PROBLEM TO SOLVE: Print every entry below verbatim, line by line, leaving out the pictures.

>> begin

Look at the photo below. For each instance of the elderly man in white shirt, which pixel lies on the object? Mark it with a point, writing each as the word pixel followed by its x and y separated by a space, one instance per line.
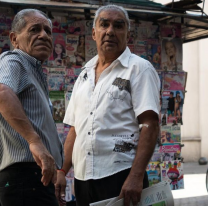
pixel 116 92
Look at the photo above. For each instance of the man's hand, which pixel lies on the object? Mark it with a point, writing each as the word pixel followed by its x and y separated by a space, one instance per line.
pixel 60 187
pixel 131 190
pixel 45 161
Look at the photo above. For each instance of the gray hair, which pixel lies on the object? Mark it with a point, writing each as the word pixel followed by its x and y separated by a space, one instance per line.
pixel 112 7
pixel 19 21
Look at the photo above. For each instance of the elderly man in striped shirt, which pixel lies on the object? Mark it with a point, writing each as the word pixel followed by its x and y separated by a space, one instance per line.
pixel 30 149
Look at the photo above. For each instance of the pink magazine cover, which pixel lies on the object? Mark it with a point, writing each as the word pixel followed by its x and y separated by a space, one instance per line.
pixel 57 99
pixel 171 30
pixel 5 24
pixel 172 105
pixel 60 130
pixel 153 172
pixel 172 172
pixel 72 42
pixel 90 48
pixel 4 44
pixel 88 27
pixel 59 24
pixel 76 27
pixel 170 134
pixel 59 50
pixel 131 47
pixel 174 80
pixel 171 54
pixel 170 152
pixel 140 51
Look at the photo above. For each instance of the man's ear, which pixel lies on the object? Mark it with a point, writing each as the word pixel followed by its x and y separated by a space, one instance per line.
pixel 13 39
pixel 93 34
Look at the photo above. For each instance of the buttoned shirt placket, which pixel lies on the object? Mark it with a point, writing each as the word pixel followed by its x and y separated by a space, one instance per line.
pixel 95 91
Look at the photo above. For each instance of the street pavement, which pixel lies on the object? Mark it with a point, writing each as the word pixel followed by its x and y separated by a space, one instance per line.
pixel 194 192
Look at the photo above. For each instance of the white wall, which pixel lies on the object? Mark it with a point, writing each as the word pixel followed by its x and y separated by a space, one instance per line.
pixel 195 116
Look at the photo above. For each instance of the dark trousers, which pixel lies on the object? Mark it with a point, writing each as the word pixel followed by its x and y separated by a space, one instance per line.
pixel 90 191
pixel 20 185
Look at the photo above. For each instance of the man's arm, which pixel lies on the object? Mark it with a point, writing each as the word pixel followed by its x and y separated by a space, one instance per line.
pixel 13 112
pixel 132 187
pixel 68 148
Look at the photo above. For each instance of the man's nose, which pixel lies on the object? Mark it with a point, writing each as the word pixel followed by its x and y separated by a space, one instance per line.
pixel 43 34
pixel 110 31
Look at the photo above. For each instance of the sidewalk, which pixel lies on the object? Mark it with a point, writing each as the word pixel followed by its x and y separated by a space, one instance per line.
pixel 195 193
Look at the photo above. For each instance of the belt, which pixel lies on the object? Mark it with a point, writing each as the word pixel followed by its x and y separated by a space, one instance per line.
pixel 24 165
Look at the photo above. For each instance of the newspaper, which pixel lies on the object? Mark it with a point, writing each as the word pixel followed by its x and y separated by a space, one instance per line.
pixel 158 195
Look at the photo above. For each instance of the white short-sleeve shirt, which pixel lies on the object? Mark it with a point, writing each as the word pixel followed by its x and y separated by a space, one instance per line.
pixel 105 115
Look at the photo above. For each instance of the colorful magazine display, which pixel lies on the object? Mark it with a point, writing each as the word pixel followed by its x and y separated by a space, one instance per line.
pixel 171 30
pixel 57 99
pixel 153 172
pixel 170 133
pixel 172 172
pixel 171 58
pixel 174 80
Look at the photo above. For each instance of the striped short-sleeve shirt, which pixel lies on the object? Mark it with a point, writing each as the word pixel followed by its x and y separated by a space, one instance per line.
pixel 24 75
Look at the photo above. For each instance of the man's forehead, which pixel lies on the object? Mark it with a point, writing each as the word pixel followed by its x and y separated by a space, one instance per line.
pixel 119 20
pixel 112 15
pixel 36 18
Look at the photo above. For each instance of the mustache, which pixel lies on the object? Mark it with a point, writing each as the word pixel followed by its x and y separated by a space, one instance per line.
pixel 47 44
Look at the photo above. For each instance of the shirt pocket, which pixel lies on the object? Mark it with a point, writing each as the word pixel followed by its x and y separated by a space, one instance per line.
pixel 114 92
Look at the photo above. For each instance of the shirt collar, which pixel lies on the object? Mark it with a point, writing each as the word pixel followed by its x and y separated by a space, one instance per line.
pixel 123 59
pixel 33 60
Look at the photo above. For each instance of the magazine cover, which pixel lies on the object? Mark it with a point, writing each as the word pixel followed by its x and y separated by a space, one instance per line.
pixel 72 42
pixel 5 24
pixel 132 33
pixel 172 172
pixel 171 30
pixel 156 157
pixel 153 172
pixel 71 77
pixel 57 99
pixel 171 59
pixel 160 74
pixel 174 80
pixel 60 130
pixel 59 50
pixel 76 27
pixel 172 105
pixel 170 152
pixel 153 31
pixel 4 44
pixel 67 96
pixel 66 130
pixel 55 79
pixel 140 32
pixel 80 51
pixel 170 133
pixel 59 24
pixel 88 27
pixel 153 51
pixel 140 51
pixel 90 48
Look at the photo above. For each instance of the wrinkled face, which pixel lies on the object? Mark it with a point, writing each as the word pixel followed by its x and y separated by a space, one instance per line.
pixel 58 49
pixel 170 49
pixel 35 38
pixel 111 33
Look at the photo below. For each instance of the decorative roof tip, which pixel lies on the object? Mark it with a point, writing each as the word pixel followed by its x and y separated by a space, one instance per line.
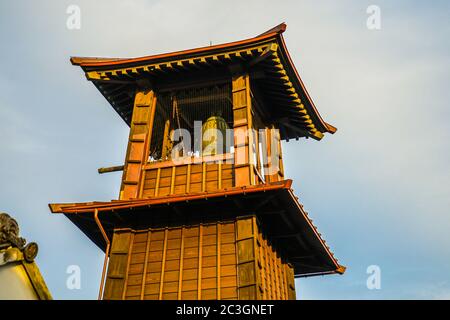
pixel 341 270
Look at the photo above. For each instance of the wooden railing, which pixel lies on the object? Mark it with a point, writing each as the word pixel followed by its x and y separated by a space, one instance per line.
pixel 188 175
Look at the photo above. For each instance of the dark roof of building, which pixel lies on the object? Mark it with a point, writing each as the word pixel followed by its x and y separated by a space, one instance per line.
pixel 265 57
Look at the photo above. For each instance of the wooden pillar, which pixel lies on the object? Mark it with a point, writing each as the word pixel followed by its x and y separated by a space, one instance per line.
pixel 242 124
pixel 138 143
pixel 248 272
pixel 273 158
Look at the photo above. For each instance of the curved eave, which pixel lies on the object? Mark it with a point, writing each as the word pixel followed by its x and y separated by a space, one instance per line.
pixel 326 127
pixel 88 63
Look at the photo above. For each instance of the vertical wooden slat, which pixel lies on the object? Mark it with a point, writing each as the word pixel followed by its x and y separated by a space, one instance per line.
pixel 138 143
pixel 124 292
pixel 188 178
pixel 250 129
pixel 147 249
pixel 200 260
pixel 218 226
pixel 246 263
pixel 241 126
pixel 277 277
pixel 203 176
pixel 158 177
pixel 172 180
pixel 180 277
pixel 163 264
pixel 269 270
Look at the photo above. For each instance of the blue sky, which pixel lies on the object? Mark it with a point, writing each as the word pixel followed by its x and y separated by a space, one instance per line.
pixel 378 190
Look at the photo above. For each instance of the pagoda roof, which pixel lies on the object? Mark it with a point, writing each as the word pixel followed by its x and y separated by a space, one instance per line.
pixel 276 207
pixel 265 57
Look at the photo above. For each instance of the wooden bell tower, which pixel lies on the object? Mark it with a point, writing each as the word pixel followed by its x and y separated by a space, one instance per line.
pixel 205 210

>> end

FULL SOLUTION:
Look at the photo below. For each instance of the elderly man in white shirt, which pixel lies on the object? Mark it with a point, writing each as the word pixel followed by its x and y separated by a space, one instance per line.
pixel 116 92
Look at the photo above. For each instance of the man's hand, which pixel lies on the object? Mark it with a point, writing each as the word pixel followed by its x and y separated by a space, one instance per line.
pixel 60 187
pixel 131 190
pixel 45 161
Look at the photo above. For each instance of the gray hair, which pixel lies on the object? Mark it with a point, writing each as the word pixel followed by its x and y separated by a space, one instance per line.
pixel 112 7
pixel 19 21
Look at the photo above. For each instance of the elderly man in striped shirt, which pixel lies on the object? Mark it with a point, writing each as the word pixel followed by its x and y separated by a space, one instance per line.
pixel 30 149
Look at the photo above. For each instance of the pink magazine cover, which pixel lies on the object? Mark it with a point, writing each as the word pixel followed by its x and y separated by a space, one instance per line.
pixel 57 99
pixel 171 30
pixel 5 24
pixel 172 105
pixel 60 130
pixel 153 172
pixel 172 172
pixel 72 42
pixel 90 48
pixel 4 44
pixel 88 27
pixel 59 24
pixel 76 27
pixel 170 134
pixel 59 50
pixel 131 47
pixel 174 80
pixel 171 54
pixel 170 152
pixel 140 51
Look at the photo above. For each instance of the man's ear, which pixel lies on the object? Mark it with a point, writing each as the word pixel followed by its x and y separated by a space, one instance per line.
pixel 13 39
pixel 93 34
Look at the photo above. For each instance of the buttoned shirt placket, which pixel lies on the object? Mark it with a point, writing each as the word pixel followed by its x and y separated by a space, one instance per line.
pixel 95 91
Look at the photo above. For each instance of the street pavement, which pixel lies on the object? Mark it with a point, writing each as the word pixel followed by its x and y separated by a space, one instance per line.
pixel 194 192
Look at the photo above. For each instance of the white wall, which pixel lies on the object? Mark it with a point, writing each as the word pixel followed by its x and y separated by a space, one instance per line.
pixel 195 116
Look at the photo above. For each instance of the dark trousers, which pixel lies on the object? Mark it with a point, writing each as the word pixel followed by its x and y separated by a space, one instance per line.
pixel 90 191
pixel 20 185
Look at the photo above. For each instance of the man's arm, which pixel lies on the object? Mark it with a point, writing each as the word pixel followed by its x and y separated by a space, one instance per line.
pixel 13 112
pixel 132 187
pixel 68 148
Look at the photo above. For each instance of the man's nose, which pixel lies on the object? Mark it with a point, writing each as the word pixel followed by its x and y separated by a space, one instance per line.
pixel 43 34
pixel 110 31
Look at the photo above. For each instance of the sidewalk, which pixel lies on the object? Mark it with a point, writing each as the word pixel followed by its x and y separated by a space, one instance per line.
pixel 195 193
Look at the photo above. For each instance of the belt, which pixel lies on the object? Mark it with a point, writing each as the word pixel followed by its x and y separated by a space, one instance per line.
pixel 24 165
Look at the photo above. For each instance of the newspaper, which pixel lies on the object? Mark it with a point, writing each as the word pixel followed by its x and y separated by a space, one instance per line.
pixel 158 195
Look at the photo above. For each instance of the white short-sleeve shirt, which pixel lies on the object? Mark it with a point, writing each as the word pixel followed by its x and y separated by a space, one instance per line.
pixel 105 115
Look at the photo above. For each instance of the colorful magazine display, which pixel lies on the object? Mark it with a point, writing each as the word pixel followed by its x and y separated by a space, one instance per line.
pixel 171 30
pixel 57 99
pixel 153 172
pixel 170 133
pixel 172 172
pixel 171 58
pixel 174 80
Look at the photo above. For each instance of the striped short-sleeve shirt, which pixel lies on the object? Mark it with a point, writing each as the word pixel followed by its x and y separated by a space, one instance per line.
pixel 24 75
Look at the photo above. For each instance of the man's forehead, which pixel lies on the object? Mark it with a point, writing each as the word pixel followed by its x and y separated by a space, one instance per line.
pixel 119 20
pixel 112 15
pixel 36 18
Look at the photo above. For each instance of the mustache, which pixel lies on the object? Mark it with a point, writing each as the word pixel followed by its x and y separated by a space, one instance per line.
pixel 47 44
Look at the photo above. For each instance of the shirt pocket, which pixel lies on the object? Mark it with a point, writing each as the word pixel followed by its x and y separated by a space, one instance per line.
pixel 114 92
Look at the photo above. For each instance of the shirt collar, which pixel lies on the object? Mark it with a point, writing each as the word pixel followed by its x and y separated by a space, one instance per line.
pixel 123 59
pixel 33 60
Look at the photo above. For each instance of the magazine cover, which pixel lies on the object? Mark it with a point, writing each as the word pixel followed by its x and y separated by a space, one instance per line.
pixel 72 42
pixel 5 24
pixel 132 33
pixel 172 172
pixel 171 30
pixel 156 157
pixel 153 172
pixel 71 77
pixel 57 99
pixel 171 59
pixel 160 74
pixel 174 80
pixel 60 130
pixel 59 50
pixel 76 27
pixel 172 105
pixel 170 152
pixel 153 31
pixel 4 44
pixel 67 96
pixel 66 130
pixel 55 79
pixel 140 32
pixel 80 51
pixel 170 133
pixel 59 24
pixel 88 27
pixel 153 51
pixel 140 51
pixel 90 48
Look at the photo above. For each instance of the wrinkled face, which pixel lies on the object? Mark it with a point, writing each as the word pixel followed by its x and y separated by a space, one instance per line.
pixel 58 49
pixel 170 49
pixel 35 38
pixel 111 33
Look at the photo below. For each instance of the decorative roof tip, which pixel lies on the object? Mark it with a point, writing each as the word pixel followed by its x and y separated by a space, one instance per line.
pixel 341 270
Look at the photo above. For each instance of the wooden railing, which pixel lies on the object? Mark it with a point, writing each as the word pixel followed by its x and y separated by a space, one instance per line.
pixel 188 175
Look at the photo above. For each instance of the dark roof of building, which pixel lies on the object? Mark it with a point, writing each as the word pixel followed by its x and y separated by a space, one instance per line.
pixel 265 57
Look at the photo above. For each instance of the wooden pillar, which pixel lies on the object? Mark it with a point, writing each as the word pixel followed by its x and y separated by a space, one instance per line.
pixel 242 124
pixel 138 143
pixel 248 272
pixel 273 158
Look at the photo above. For each instance of the curved eave, which pixel lies on the object? Mark it with a point, writing each as the word pixel followed by its x and y separated by a space, one instance per line.
pixel 326 127
pixel 88 63
Look at the photo above. For each instance of the vertical wooden slat, which pixel lies on the object? Mark it with a point, writing each as the word pixel followed by its x and y separated by a space, one instance per line.
pixel 138 143
pixel 124 292
pixel 188 178
pixel 250 129
pixel 147 249
pixel 200 260
pixel 218 226
pixel 246 263
pixel 241 126
pixel 277 277
pixel 203 176
pixel 158 177
pixel 172 180
pixel 180 277
pixel 163 264
pixel 269 270
Look at the photo above. For each instance of the blue sky, which pixel lies on the object? Mark it with a point, writing each as the word pixel followed by its x and y separated by a space, one instance per line.
pixel 378 190
Look at the photo above. For each instance of the pagoda roof, which pixel lies on the object? Mark it with a point, writing each as the word pixel followed by its x and y separated by a space, one instance per line.
pixel 276 207
pixel 265 57
Look at the photo above. For each instance of the wooden bell tower, which pixel lies on the object? Mark it with a point, writing each as the word pixel followed by its x and y separated by a space, one instance per line.
pixel 205 210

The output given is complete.